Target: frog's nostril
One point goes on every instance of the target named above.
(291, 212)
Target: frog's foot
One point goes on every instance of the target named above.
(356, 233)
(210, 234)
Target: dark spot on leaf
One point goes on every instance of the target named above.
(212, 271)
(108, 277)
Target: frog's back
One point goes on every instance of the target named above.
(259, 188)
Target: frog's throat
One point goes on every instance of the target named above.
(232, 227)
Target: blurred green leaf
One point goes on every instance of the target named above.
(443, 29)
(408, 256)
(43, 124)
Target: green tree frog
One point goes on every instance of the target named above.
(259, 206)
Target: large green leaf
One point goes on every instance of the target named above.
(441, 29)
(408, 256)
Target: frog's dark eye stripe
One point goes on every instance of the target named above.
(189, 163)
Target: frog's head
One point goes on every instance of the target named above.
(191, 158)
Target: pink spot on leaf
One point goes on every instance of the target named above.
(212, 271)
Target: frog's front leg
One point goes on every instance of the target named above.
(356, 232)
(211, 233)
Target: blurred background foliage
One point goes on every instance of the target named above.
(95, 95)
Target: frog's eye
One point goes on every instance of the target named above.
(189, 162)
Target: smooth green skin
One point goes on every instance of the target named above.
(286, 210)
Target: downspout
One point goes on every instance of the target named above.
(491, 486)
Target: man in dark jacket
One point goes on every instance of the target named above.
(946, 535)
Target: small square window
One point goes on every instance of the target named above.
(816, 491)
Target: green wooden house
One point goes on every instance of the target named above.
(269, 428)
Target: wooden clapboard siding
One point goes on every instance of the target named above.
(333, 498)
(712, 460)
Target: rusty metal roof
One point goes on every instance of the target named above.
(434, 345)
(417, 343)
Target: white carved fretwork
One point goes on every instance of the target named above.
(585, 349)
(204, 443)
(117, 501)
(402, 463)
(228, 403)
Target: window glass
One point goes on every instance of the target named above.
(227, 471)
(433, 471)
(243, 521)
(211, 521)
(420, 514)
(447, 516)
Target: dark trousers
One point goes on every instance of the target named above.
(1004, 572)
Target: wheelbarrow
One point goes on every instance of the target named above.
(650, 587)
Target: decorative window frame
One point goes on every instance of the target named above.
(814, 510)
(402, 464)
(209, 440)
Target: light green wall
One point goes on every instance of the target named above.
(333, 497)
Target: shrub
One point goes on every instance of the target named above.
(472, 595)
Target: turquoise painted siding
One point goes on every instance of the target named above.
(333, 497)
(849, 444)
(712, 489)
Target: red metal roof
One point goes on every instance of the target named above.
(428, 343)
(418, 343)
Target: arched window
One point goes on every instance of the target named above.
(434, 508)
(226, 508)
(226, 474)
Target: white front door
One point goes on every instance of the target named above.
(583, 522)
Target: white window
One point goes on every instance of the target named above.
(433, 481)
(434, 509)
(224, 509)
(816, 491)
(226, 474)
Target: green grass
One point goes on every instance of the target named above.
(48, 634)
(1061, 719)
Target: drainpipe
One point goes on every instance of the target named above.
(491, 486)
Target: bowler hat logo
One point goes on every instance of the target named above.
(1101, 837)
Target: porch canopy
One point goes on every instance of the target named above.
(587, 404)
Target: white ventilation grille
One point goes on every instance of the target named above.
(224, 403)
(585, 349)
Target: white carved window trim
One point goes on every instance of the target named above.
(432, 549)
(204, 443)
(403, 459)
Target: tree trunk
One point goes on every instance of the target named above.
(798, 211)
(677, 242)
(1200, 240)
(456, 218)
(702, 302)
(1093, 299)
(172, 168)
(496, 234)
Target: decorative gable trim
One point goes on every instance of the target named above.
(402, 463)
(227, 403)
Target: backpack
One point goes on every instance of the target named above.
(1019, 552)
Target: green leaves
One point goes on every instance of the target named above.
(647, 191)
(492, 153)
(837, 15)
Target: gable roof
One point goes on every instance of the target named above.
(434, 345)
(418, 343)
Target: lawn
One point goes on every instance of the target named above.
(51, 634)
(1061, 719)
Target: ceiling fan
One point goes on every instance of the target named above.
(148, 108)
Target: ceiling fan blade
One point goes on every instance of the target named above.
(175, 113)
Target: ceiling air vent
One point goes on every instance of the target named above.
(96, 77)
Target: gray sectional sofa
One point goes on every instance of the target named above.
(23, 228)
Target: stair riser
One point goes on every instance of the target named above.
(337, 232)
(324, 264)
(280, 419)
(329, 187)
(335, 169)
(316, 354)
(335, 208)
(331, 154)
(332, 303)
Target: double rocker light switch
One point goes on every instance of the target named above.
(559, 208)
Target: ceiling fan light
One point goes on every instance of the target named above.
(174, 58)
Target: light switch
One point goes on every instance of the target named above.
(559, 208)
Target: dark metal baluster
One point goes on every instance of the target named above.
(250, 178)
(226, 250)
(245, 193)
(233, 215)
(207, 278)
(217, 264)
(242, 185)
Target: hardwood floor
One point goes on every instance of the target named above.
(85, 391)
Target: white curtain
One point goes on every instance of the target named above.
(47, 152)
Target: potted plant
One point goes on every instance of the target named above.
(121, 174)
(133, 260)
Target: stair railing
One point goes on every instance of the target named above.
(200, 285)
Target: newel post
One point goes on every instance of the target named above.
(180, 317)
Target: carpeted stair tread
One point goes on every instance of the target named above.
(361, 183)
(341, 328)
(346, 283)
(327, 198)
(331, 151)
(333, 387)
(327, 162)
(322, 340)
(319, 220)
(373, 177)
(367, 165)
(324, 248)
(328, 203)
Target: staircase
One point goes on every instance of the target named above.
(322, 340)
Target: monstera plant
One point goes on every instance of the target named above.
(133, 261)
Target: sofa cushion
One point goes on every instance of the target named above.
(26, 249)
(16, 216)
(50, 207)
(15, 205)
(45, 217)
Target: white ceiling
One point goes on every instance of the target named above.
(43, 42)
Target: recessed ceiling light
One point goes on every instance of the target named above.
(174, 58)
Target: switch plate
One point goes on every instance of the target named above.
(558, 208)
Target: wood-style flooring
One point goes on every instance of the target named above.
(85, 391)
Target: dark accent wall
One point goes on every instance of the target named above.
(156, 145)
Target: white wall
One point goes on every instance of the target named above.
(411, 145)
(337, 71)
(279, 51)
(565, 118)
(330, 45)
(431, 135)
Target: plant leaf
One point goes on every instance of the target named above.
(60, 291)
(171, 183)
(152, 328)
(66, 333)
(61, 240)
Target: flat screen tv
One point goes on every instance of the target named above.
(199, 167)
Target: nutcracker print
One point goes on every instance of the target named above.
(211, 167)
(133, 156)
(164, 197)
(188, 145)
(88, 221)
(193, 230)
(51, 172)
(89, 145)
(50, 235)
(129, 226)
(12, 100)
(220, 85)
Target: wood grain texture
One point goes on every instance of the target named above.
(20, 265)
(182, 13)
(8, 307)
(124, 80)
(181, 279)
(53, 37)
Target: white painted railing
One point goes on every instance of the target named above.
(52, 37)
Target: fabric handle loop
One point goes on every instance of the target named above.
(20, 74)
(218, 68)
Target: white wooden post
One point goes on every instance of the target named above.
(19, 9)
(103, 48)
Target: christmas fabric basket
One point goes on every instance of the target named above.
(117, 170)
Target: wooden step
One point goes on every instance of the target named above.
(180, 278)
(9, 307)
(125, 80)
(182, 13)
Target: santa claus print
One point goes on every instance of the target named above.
= = =
- _AIM_: Extract the complete set of records unchanged.

- _CORRECT OUTPUT_:
Target: frog's nostril
One point goes on every instance of the target named above.
(291, 212)
Target: frog's foot
One point goes on every instance of the target named above.
(356, 233)
(210, 234)
Target: dark spot on leaf
One point goes on every instance of the target named above.
(212, 271)
(108, 277)
Target: frog's back
One point goes on every instance of the target named above.
(259, 188)
Target: frog's throat
One point goes on every instance of the target named above.
(232, 227)
Target: blurred green leaf
One point goes on every instance of the target named above.
(443, 29)
(408, 256)
(43, 124)
Target: green tree frog
One point goes on every instance of the target named above.
(259, 206)
Target: large green leaf
One point goes on every instance of the target named above.
(441, 29)
(408, 256)
Target: frog's dark eye stripe
One point goes on every instance of the target named above.
(189, 163)
Target: frog's head
One point goes on every instance of the target named above.
(191, 158)
Target: pink spot on leaf
One point goes on every instance of the target named above.
(212, 271)
Target: frog's front leg
One point goes on every instance of the target named above.
(356, 232)
(211, 233)
Target: blurred background foliage
One point goes on every instance of the target named above.
(95, 95)
Target: frog's eye
One point goes on every instance of the target named above.
(189, 162)
Target: smooth green skin
One point goes on every instance of the target named above.
(286, 210)
Target: downspout
One point goes on every instance of the target named above.
(491, 486)
Target: man in dark jacket
One point goes on every instance of the target named above.
(946, 535)
Target: small square window
One point goes on every instance of the target named above.
(816, 491)
Target: green wooden house
One point goes on every instance of the target named above.
(269, 428)
Target: wooden clapboard siding
One point goes on every instance of the target named above.
(333, 498)
(712, 460)
Target: rusty metal roof
One point goes on every instance of the target named above.
(434, 345)
(417, 343)
Target: white carved fretwork
One point goes on every instance of the target named above.
(585, 349)
(204, 443)
(117, 501)
(402, 463)
(228, 403)
Target: window glass
One point goes on every instance of the target named above.
(227, 471)
(433, 471)
(243, 521)
(211, 521)
(420, 514)
(447, 516)
Target: dark trousers
One point goes on every instance of the target named above.
(1004, 572)
Target: wheelbarrow
One point goes on every instance of the target named above.
(650, 587)
Target: decorative window frame
One point goes on every instance of the target named above.
(814, 510)
(402, 464)
(209, 440)
Target: light green wall
One point goes on every instance of the target named above.
(333, 497)
Target: shrub
One point goes on every instance of the target named above.
(472, 595)
Target: turquoise painted siding
One point goes on every instance of the target named above.
(333, 497)
(849, 444)
(712, 489)
Target: red metal roof
One point goes on every instance of the target named above.
(428, 343)
(418, 343)
Target: arched window
One point goes on every instance of the target named above.
(434, 508)
(226, 508)
(226, 474)
Target: white front door
One point goes on every instance of the target named above.
(583, 522)
Target: white window
One point goes on every instance of the target named above.
(433, 481)
(434, 509)
(224, 509)
(816, 491)
(226, 474)
Target: green grass
One point goes on every instance of the target named above.
(48, 634)
(1061, 719)
Target: drainpipe
One point goes on every instance of the target named above.
(491, 486)
Target: bowler hat logo
One point goes on every instance of the target named above.
(1101, 837)
Target: porch canopy
One point goes on every instance of the target named above.
(587, 404)
Target: white ventilation grille
One point goes on every instance of the target named above.
(224, 403)
(585, 349)
Target: white carved window trim
One point goes on every instance of the target named above.
(432, 549)
(204, 443)
(403, 459)
Target: tree trunk
One point goes on every instance of the target named above.
(798, 211)
(677, 242)
(1200, 240)
(456, 218)
(702, 302)
(1093, 299)
(172, 168)
(496, 234)
Target: decorative gable trim
One point goes on every instance of the target named above.
(402, 463)
(227, 403)
Target: backpack
One point goes on every instance of the target named above.
(1019, 552)
Target: green leaves
One point goes on every instance of the target named above.
(647, 191)
(492, 153)
(837, 15)
Target: gable roof
One point goes on every instance of the target named above.
(434, 345)
(418, 343)
Target: lawn
One point goes on every instance of the target named above.
(51, 634)
(1061, 719)
Target: ceiling fan
One point goes on every instance of the target named above.
(148, 108)
Target: ceiling fan blade
One point goes on every instance of the target named above.
(175, 113)
Target: ceiling air vent
One point goes on every instance of the target named above.
(96, 77)
Target: gray sectional sofa
One point goes on every instance of the target named above.
(23, 228)
Target: stair riser
One point goes on every instance of the target named above.
(337, 232)
(324, 264)
(280, 419)
(329, 187)
(335, 169)
(316, 354)
(335, 208)
(331, 154)
(332, 303)
Target: double rocker light switch
One point goes on every instance of the target named above.
(559, 208)
Target: ceiling fan light
One point goes on every instance of the target named above.
(174, 58)
Target: light switch
One point goes on every instance of the target named above.
(559, 208)
Target: dark metal baluster
One point goes on every instance of the target named above.
(250, 178)
(226, 250)
(245, 193)
(233, 215)
(207, 278)
(217, 264)
(242, 185)
Target: hardwood floor
One point goes on every instance of the target named above.
(85, 391)
Target: white curtain
One point goes on every instance of the target named above.
(47, 152)
Target: potted plant
One point goes on every instance of the target named above.
(121, 174)
(133, 260)
Target: stair railing
One point goes on every instance of the target named above.
(200, 285)
Target: newel post
One point goes on every instance of the target named above.
(180, 317)
Target: carpeted stair tread
One point goes on every instance of the target named above.
(361, 183)
(341, 328)
(346, 283)
(327, 198)
(331, 151)
(333, 387)
(327, 162)
(322, 340)
(319, 220)
(373, 177)
(367, 165)
(324, 248)
(328, 203)
Target: staircase
One point goes on every instance of the target named above.
(322, 340)
Target: monstera plant
One point goes on every instance of the target named above.
(133, 261)
Target: sofa cushion
One point goes on every instance of the target named above.
(26, 249)
(16, 216)
(50, 207)
(15, 205)
(45, 217)
Target: white ceiling
One point goes on every instance of the target named above.
(43, 42)
Target: recessed ceiling light
One point goes on every instance of the target named above.
(174, 58)
Target: switch plate
One point goes on every instance of the target named above.
(558, 208)
Target: wood-style flooring
One point goes on every instance of the target named above.
(85, 391)
Target: dark accent wall
One point goes on every instance of the target named above.
(156, 145)
Target: white wall
One point goes on every instance of the target named above.
(411, 145)
(337, 71)
(279, 51)
(565, 118)
(330, 45)
(431, 135)
Target: plant leaf
One point goes on every instance of the target named above.
(60, 291)
(171, 183)
(152, 328)
(66, 333)
(61, 240)
Target: flat screen tv
One point goes on every instance of the target named above.
(199, 167)
Target: nutcracker print
One point goes on every instance of the target named above.
(211, 167)
(133, 156)
(164, 197)
(188, 145)
(88, 221)
(193, 230)
(51, 172)
(89, 145)
(50, 235)
(129, 226)
(12, 100)
(220, 85)
Target: wood grain texture
One point goes on every instance of the target named above.
(20, 265)
(182, 13)
(8, 307)
(124, 80)
(181, 279)
(53, 37)
Target: white painted railing
One point goes on every instance of the target named above.
(52, 37)
Target: fabric handle loop
One point goes on every instance of the target named above.
(20, 74)
(218, 68)
Target: white wooden post
One point goes on every instance of the target named above.
(19, 9)
(103, 48)
Target: christmas fabric basket
One point goes on every instance of the target named above.
(117, 170)
Target: wooden step
One point goes on every instance of the target named above.
(180, 278)
(9, 307)
(125, 80)
(182, 13)
Target: santa claus print
One point goes on every instance of the target named above.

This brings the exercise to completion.